◆ Exercise set:
a) Duplicate the part of the Peter Pan review that opens with the words containing "Allison Williams exemplified" and closes with "getting her sea-legs.".
b) Please decide whether each statement agrees with the Peter Pan review, answering yes or no and quoting the deciding words: (i) Williams sang "Neverland" in B flat. (ii) The reviewer calls her acting amateurish. (iii) She looked a lot like the Pan of the Disney animated film.
c) In the Peter Pan review, what limitation does a telecast like this impose on the artists?

◆ Passage provided:
NBC's Peter Pan was a couple of quarts low in this respect.

Allison Williams exemplified this issue in her opening scene in the Darling children's nursery. Her singing voice, a smallish if attractive instrument, betrayed nerves in a lack of breath support and a little clunkiness in negotiating the break between registers. She didn't "take the stage"; rather, she felt her way into the show, gradually getting her sea-legs.

I believe she was awarded the part not (entirely) because her dad is a Big Dog at the network, but because she looks EXACTLY as we all imagine Peter Pan. She actually looked a lot like the Pan of the Disney animated film. But her voice IS small, with limited range; she sang "Neverland" in A, a half-step lower than Mary Martin's classic rendition in B flat. This was clearly done to spare us strained notes at the high end, but resulted in nearly inaudible, breathy lower notes at the bottom. 

If she sang without the amplification standard in modern music theater, no one would hear her over the orchestra past, say, row 10.

Her acting was far from amateurish, and she had a likeable presence. But that's not the same thing as "charisma". Bear in mind, the limitation a telecast like this imposes on the artists is that all they get is an opening night, and few musicals are at their best on opening night. It takes a run of performances for a cast to find their rhythm, chemistry, nuances and best pacing. It takes audience reaction to know if what you're doing is working.

◆ Given information:
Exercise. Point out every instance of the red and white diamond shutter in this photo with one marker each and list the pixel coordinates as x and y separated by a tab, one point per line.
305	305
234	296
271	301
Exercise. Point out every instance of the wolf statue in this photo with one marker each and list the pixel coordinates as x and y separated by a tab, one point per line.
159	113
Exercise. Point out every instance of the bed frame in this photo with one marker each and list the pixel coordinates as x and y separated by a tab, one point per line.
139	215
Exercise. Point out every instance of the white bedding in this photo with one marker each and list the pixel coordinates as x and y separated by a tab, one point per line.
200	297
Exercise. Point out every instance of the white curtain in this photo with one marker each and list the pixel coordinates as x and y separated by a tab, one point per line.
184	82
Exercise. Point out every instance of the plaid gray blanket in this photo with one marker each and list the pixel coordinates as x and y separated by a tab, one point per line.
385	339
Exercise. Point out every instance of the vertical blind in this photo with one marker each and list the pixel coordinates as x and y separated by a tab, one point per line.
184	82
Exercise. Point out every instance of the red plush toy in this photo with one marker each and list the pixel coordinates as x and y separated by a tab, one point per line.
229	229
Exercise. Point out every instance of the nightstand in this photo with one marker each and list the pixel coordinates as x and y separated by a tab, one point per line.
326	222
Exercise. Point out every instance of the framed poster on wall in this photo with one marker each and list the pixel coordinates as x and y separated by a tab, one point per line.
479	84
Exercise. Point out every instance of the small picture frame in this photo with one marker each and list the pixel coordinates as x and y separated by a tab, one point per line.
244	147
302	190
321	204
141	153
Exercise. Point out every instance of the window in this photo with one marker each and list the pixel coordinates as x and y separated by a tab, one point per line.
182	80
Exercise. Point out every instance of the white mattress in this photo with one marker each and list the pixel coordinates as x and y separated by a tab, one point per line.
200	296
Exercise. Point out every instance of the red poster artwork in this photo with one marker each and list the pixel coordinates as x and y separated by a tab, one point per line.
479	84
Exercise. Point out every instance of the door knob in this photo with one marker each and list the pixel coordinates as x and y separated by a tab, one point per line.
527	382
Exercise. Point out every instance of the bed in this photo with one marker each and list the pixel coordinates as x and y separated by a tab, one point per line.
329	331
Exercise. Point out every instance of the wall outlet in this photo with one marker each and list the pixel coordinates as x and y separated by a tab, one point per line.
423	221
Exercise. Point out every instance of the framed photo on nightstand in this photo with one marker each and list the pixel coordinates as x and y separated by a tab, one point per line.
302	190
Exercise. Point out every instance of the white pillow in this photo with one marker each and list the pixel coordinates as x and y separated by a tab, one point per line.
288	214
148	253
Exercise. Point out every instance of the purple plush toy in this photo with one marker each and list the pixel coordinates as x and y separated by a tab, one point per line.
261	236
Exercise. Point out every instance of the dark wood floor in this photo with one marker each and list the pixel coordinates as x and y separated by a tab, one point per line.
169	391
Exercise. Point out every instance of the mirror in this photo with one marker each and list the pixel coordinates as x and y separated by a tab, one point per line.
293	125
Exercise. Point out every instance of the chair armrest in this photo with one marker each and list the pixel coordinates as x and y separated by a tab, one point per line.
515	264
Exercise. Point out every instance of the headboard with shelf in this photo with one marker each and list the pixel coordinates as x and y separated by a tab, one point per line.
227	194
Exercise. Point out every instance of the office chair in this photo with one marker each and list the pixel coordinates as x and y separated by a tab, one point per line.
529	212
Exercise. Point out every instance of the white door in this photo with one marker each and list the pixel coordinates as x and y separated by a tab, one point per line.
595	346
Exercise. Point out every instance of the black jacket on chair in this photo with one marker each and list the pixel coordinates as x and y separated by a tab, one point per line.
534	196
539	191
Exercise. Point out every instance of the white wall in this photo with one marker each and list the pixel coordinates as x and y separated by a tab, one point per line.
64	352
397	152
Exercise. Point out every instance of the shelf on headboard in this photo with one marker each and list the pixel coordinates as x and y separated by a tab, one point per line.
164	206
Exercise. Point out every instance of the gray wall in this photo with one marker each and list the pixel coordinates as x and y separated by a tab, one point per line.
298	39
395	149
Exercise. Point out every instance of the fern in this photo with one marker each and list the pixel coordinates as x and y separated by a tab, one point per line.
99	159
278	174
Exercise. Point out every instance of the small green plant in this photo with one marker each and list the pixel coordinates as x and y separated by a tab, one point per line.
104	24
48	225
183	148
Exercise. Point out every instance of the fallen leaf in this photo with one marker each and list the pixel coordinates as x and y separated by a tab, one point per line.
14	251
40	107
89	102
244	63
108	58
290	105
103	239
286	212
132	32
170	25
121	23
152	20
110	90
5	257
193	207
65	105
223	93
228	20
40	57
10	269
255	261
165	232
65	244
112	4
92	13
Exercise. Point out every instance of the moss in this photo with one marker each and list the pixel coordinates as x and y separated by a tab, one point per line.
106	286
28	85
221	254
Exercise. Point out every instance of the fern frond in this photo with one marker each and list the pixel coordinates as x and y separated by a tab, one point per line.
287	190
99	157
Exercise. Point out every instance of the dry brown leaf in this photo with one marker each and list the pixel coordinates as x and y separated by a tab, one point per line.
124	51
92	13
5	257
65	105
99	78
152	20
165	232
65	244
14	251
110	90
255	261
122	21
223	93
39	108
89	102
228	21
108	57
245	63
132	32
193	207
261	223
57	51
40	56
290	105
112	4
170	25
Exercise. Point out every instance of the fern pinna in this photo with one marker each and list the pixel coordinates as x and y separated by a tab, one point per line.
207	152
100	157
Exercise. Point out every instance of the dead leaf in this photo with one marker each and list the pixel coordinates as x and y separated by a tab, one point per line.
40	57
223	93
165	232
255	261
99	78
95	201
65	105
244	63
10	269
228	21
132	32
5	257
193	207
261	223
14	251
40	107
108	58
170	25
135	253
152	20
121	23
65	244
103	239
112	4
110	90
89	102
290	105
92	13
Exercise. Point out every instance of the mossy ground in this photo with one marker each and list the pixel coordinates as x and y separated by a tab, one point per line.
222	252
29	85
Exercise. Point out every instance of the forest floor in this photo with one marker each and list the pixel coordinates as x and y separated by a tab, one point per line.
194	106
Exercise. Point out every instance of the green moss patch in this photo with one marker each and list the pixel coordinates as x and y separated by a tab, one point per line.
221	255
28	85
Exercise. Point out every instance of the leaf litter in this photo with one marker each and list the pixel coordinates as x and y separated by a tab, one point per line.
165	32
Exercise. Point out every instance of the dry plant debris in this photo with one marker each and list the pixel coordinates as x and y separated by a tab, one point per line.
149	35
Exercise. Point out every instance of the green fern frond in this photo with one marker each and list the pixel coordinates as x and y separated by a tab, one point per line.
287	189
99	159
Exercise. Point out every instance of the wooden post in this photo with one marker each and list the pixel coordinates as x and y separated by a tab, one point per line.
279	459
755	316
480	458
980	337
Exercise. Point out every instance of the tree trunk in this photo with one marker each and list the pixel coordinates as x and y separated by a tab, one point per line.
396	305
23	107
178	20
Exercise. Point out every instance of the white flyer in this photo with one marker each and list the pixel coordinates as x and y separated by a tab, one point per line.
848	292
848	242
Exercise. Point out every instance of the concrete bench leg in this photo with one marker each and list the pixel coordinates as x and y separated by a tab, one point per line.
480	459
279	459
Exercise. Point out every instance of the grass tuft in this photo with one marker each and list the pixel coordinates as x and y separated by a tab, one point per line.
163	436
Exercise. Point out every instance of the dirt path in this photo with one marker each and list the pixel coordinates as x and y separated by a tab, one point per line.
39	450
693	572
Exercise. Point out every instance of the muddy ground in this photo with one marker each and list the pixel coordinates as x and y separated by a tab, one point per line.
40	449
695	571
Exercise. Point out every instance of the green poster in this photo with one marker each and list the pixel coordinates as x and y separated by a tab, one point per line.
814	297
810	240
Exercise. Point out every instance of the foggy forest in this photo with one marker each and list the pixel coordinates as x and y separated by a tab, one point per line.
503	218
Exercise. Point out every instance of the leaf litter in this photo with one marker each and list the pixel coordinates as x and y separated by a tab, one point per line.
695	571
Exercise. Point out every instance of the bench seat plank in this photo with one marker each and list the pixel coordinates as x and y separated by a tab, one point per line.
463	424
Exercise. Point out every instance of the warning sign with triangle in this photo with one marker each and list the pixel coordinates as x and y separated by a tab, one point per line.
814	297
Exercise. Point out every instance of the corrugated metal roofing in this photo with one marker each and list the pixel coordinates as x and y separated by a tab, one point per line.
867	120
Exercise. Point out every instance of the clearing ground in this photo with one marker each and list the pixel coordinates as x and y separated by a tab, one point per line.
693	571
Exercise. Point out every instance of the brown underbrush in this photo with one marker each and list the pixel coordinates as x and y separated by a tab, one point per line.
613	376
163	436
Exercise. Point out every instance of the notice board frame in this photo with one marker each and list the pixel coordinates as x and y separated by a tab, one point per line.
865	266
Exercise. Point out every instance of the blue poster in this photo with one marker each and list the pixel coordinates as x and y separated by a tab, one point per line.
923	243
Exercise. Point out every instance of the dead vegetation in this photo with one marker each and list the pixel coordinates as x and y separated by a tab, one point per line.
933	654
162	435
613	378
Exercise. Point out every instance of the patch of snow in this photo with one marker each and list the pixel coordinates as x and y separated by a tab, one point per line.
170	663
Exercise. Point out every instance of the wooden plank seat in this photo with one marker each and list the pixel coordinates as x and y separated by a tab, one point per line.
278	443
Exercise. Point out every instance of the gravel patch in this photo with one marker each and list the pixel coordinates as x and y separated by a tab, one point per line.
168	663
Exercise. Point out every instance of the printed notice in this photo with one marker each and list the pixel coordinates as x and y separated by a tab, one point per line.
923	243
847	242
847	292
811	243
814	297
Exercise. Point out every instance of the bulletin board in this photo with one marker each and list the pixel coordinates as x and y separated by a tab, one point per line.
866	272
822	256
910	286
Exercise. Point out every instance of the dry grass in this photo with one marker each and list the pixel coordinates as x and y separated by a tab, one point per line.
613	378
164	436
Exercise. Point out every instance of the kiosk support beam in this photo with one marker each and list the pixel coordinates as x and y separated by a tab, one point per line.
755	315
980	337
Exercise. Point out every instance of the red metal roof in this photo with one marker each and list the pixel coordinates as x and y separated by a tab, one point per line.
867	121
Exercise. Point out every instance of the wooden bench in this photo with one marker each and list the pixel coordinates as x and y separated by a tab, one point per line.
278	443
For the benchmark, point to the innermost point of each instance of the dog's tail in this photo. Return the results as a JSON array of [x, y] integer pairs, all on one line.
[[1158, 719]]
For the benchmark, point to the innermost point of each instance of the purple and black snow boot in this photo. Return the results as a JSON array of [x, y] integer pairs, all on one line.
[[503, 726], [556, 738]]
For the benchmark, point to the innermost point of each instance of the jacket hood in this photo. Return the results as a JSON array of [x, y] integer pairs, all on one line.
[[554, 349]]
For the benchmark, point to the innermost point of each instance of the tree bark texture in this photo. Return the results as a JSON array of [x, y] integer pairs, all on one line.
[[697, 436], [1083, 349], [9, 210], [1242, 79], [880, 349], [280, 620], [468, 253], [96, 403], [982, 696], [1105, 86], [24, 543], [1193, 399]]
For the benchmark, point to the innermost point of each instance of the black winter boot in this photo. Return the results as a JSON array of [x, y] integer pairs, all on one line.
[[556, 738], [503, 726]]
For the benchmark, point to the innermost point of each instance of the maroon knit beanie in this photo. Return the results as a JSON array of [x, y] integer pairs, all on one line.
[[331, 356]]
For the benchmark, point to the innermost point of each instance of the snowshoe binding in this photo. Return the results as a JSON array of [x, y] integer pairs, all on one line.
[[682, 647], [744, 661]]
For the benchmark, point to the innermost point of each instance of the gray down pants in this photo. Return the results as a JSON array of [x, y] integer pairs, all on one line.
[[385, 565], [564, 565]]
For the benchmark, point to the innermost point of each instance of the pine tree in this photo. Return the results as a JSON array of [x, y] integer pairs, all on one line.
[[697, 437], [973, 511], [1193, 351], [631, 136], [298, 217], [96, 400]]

◆ Task-by-task outputs:
a)
Allison Williams exemplified this issue in her opening scene in the Darling children's nursery. Her singing voice, a smallish if attractive instrument, betrayed nerves in a lack of breath support and a little clunkiness in negotiating the break between registers. She didn't "take the stage"; rather, she felt her way into the show, gradually getting her sea-legs.

b)
(i) No: "she sang "Neverland" in A, a half-step lower than Mary Martin's classic rendition in B flat"
(ii) No: "Her acting was far from amateurish"
(iii) Yes: "She actually looked a lot like the Pan of the Disney animated film."

c) All they get is an opening night.